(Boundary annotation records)
►
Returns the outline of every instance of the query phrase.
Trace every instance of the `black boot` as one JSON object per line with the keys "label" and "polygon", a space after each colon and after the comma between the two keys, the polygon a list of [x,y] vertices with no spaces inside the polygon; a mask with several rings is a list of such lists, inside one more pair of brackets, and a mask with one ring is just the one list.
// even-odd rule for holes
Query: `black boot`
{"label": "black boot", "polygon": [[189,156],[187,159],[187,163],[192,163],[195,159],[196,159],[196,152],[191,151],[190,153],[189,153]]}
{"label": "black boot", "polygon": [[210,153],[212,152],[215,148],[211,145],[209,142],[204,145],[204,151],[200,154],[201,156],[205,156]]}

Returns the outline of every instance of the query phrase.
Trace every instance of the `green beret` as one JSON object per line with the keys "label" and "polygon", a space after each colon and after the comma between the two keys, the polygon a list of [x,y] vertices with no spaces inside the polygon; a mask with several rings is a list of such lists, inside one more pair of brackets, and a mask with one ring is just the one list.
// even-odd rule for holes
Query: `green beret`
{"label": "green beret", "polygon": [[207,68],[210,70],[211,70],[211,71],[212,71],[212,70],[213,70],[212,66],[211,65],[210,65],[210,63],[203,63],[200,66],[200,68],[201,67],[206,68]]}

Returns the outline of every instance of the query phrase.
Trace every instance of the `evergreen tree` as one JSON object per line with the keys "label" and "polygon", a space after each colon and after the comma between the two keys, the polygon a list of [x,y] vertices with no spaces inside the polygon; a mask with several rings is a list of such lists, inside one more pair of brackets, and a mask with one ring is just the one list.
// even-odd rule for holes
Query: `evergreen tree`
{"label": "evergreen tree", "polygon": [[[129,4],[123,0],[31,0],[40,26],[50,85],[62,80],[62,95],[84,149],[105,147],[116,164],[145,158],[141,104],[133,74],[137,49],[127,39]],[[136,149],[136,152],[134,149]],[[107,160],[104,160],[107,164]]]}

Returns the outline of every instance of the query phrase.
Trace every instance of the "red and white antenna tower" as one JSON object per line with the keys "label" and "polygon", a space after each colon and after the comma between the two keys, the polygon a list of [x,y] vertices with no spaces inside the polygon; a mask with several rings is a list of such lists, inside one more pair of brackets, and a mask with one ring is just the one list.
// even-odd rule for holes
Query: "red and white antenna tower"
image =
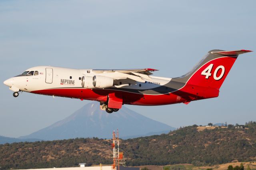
◄
TASK DESCRIPTION:
Filter the records above, copying each line that contains the string "tree". The match is case-sensitive.

THE RESULT:
Trace every instance of the `evergreen tree` as one JSON object per line with the keys "label" and "polygon", a space after each colon and after the comma between the two keys, the polygon a list of [x,y] vertices with no spaces inside the polygon; a mask with several rings is a list of such lists, inside one more pair of brackets, and a mask with one ring is just the one list.
Query: `evergreen tree`
{"label": "evergreen tree", "polygon": [[[129,4],[123,0],[31,0],[40,26],[50,85],[62,80],[62,95],[84,149],[105,147],[116,164],[145,158],[141,104],[133,74],[137,49],[127,39]],[[136,149],[136,152],[134,149]],[[107,160],[104,160],[107,164]]]}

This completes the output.